┌─ EXTRACT PROVIDED

Kelly Janson: And I knew who he [Chris] was. I tried to sign him. I saw him perform early on and I was like, Oh my goodness. This man has it. I went back and told my label people, I was like, “I don’t know what I saw, but I know I saw talent, like, the most unbelievable performance I’ve ever seen. I have to sign this artist.”
Chris: When I mentioned God’s timing earlier, we didn’t know each other. And she, ironically over the next three years, had started coming to some of my showcases because I was just trying to get a record. I was really just trying to be famous, you know, and get a record deal and just get it going. And she would come out from the label and watch my shows. I would just see her every now and again. And I was like, Oh, man. I was really just enthralled with her and didn’t even really know her. I didn’t want a record deal. I did not want to write songs. I had one thing on my agenda and that was to marry this woman. That’s it.
Kelly: I had no idea. God had a huge hand in all of it…
Chris: Big time.
Kelly: …like a big hand in all of it, because I was a single mom. I was raising two children. Chris’s heart was way like nothing else you could even imagine, like, huge. And I remember saying to him, “Well, I have kids.” He’s like, “Great, that’s a bonus.” And later, when he decided to ask me to marry him, he literally asked both my children first and took them with him to get the ring. And then they all proposed to me together six months after we’d started dating.
Putting God at the Center of Marriage and Family
Kelly: This book, Jesus Calling—this exact one, actually—you can tell, we’ve definitely used it. After he started his record deal right after we got married, he was at a really weird spot. Sometimes record deals and the business is harder than it looks. You think, Oh, it’s just music, but there’s a lot that goes into it, and there’s a lot of imaging and things that they do. Anyway, he was miserable, to say the least.
Chris: Oh, yeah.
Kelly: And he would call me from the road, and literally I would read this to him in the mornings before he went out to do what he was doing. And I think it brought him a lot of peace, right?
Chris: Oh, yeah.
Kelly: That was part of our first six months of dating.
Chris: That’s how I personally [saw] a side of Kelly—I’d never even heard about Jesus Calling—is because she was reading it to me. And since 2001, I’ve been a Christian, or an actual believer, that is. Before that, it was so wishy-washy that I didn’t even know what to believe, honestly. Actually, Christ found me on April 13th, 2001 in Shelbyville, Tennessee, at First Baptist Church. But, yeah, I’ve been a believer ever since.
When you become a believer and you’re a young guy or a young girl, whatever, you wander through losing faith and all that. And I certainly had many times. But when I met Kelly, she was super strong in faith, and I was like, Awesome, she gets it.

└─
┌─ COLLECTED MATERIAL

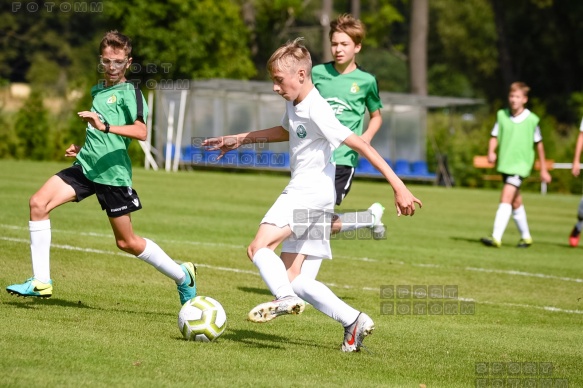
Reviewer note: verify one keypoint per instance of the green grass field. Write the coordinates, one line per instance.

└─

JOB 1 - According to the interview, whom did Chris ask before he asked Kelly to marry him?
JOB 2 - From the interview, return the passage that begins at the words "Chris: That’s how" and stops after "believer ever since.".
You won't need the lines to do this.

WORKED ANSWER 1 - He asked both of Kelly's children first.

WORKED ANSWER 2 -
Chris: That’s how I personally [saw] a side of Kelly—I’d never even heard about Jesus Calling—is because she was reading it to me. And since 2001, I’ve been a Christian, or an actual believer, that is. Before that, it was so wishy-washy that I didn’t even know what to believe, honestly. Actually, Christ found me on April 13th, 2001 in Shelbyville, Tennessee, at First Baptist Church. But, yeah, I’ve been a believer ever since.